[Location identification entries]
--------------------------------

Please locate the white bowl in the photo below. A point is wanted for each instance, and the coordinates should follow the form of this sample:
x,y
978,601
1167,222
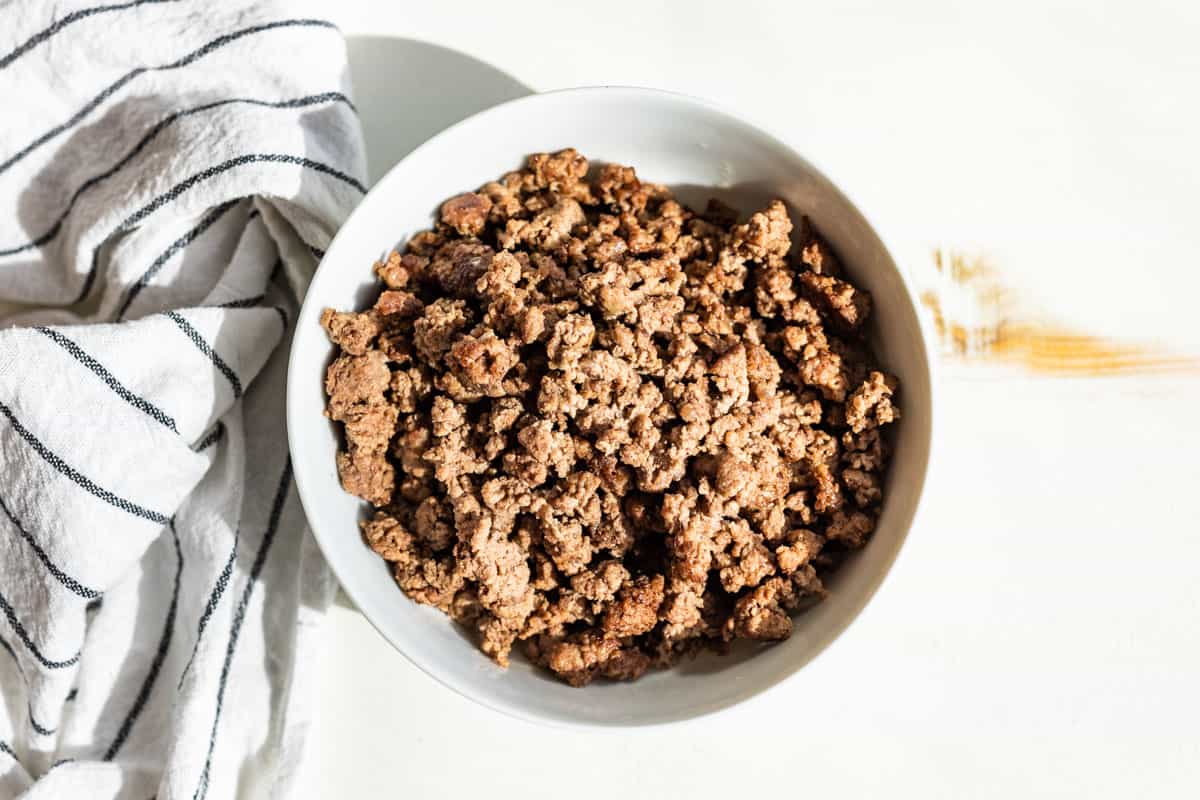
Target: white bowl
x,y
696,149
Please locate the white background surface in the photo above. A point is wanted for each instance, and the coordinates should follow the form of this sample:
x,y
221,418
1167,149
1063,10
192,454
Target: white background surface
x,y
1041,633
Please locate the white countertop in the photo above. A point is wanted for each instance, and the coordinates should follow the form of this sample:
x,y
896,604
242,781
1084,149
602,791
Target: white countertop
x,y
1041,633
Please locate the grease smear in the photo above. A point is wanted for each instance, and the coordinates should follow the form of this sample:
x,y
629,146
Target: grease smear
x,y
978,319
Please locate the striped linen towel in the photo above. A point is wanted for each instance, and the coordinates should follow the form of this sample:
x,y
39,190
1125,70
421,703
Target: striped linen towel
x,y
169,172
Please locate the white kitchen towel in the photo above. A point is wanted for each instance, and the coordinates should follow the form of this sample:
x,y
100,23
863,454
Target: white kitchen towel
x,y
169,173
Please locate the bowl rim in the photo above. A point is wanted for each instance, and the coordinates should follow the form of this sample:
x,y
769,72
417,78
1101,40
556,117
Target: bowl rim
x,y
467,690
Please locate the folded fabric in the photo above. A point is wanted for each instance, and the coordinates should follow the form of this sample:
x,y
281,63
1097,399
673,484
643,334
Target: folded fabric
x,y
169,173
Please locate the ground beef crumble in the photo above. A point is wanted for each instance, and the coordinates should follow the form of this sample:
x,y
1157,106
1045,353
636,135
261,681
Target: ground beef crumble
x,y
610,429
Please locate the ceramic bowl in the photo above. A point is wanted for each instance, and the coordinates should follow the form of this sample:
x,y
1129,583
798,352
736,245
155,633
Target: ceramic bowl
x,y
700,151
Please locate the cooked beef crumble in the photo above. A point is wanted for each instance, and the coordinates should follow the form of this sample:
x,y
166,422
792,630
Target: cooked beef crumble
x,y
598,423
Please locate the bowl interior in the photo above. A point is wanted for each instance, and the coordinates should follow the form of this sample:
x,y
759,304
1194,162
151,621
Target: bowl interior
x,y
700,151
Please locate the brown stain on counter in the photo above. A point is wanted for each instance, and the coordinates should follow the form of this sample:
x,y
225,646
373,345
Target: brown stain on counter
x,y
1015,336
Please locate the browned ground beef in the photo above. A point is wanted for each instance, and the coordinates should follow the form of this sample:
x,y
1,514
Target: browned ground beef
x,y
607,427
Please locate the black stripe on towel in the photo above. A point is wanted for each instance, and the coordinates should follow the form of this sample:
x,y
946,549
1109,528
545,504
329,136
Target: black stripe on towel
x,y
53,230
203,347
37,728
215,596
70,19
213,172
23,635
16,661
175,246
160,656
281,497
64,578
139,403
195,55
245,302
83,481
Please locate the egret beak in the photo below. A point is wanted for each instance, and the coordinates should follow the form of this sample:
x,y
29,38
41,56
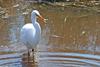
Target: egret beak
x,y
41,18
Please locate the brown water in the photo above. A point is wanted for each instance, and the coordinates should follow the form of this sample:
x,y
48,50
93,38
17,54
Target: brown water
x,y
70,38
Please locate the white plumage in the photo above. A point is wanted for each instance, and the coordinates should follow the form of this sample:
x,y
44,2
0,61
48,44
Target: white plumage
x,y
31,32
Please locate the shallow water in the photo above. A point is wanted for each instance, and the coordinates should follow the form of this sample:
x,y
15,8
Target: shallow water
x,y
70,38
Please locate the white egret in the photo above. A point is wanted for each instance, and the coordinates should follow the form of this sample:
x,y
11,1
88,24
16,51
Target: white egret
x,y
31,32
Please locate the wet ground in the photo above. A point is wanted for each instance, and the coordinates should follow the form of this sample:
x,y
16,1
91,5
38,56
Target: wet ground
x,y
70,38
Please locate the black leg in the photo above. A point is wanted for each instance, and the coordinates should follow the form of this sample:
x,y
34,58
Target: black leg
x,y
33,54
28,56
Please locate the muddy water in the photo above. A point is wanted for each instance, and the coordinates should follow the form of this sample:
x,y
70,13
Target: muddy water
x,y
70,38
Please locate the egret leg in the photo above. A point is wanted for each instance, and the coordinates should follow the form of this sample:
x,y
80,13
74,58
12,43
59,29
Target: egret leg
x,y
28,56
33,55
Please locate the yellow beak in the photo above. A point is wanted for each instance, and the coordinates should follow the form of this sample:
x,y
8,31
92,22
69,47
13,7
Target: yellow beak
x,y
41,18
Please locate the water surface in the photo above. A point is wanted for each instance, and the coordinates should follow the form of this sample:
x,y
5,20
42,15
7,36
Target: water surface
x,y
70,38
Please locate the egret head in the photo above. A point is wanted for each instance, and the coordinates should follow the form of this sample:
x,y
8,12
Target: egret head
x,y
36,13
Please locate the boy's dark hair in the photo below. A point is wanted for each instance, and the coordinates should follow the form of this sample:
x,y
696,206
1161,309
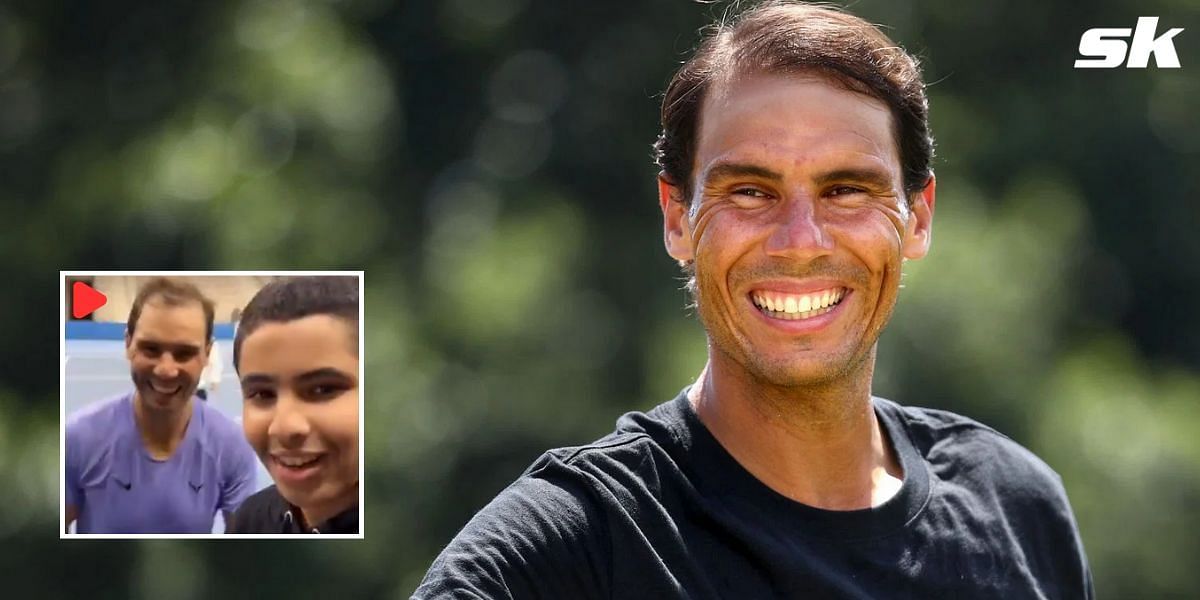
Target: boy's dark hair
x,y
172,293
785,37
295,298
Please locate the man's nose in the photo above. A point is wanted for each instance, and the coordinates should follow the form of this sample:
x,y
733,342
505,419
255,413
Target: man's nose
x,y
289,424
801,231
167,367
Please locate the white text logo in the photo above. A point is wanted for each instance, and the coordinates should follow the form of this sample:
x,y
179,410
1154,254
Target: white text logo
x,y
1109,43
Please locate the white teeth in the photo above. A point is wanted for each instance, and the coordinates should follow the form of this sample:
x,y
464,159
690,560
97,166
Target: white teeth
x,y
292,461
798,306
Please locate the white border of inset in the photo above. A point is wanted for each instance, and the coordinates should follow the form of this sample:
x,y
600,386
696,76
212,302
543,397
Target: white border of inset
x,y
63,372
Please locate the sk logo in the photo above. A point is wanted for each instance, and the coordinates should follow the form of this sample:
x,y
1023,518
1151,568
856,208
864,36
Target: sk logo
x,y
1109,43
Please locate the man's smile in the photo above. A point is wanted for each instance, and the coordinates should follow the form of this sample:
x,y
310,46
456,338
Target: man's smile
x,y
163,388
792,306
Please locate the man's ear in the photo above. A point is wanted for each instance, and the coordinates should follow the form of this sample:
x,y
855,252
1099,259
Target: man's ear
x,y
676,229
919,232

--------------------------------

=== PROBLEM TO WORK ON ===
Quote exactly, and nothing besides, the lines from the one with "Please locate the water" through the end of the records above; include both ends and omit the pictures.

=== TASK SOLUTION ===
Please locate the water surface in the photo above. A point is wanted for each instance, and the coordinates should follow the form of this sample:
x,y
5,20
42,15
7,36
Target: water surface
x,y
70,38
Please locate the egret head in the photo above. A point is wanted for each instance, and the coordinates should follow the form of this sample:
x,y
8,12
Target: egret head
x,y
36,13
Please locate the boy's dark hair in the photo below. A point is wanted for each instance, and the coordinates should follow the form of this sample:
x,y
696,206
1161,309
Target: boy's dark hair
x,y
172,293
785,37
295,298
Please locate the man's nose in the photo above. A point is wanted for each instance, and the coordinates should follow the form of this sample:
x,y
733,342
505,419
255,413
Target: man's nose
x,y
289,424
801,231
167,367
Please locate the white text logo in the photo above. A point is wanted for each instance, and the coordinates should follow the form of this sample:
x,y
179,410
1154,254
Target: white text logo
x,y
1109,43
Please locate the white teeth in the photo above. A point is wanted for each instance, and the coordinates should follow the form of this sample:
x,y
464,159
690,560
97,166
Target: white teeth
x,y
292,461
798,306
Please locate the white border of inset in the photo above. A point is wanted for each instance, and the coordinates should follow the form of this sample:
x,y
600,386
696,76
212,302
543,397
Target: white border of inset
x,y
63,372
Please locate the sk logo in the photo above. A point is wanted for each instance, and the coordinates should follow the form of this sample:
x,y
1023,518
1151,568
856,208
864,36
Target: sk logo
x,y
1109,43
Please locate the man's smile in the photo above. A point is wanted for each instance, and the coordinates should follow the form of this sample:
x,y
310,46
456,338
Target: man's smile
x,y
163,388
792,306
Please locate the man's ear in the photo above. A point is wanted for each instance, and the coordinates should follow the form of this sample:
x,y
855,252
1099,259
Target: man's ear
x,y
676,229
919,232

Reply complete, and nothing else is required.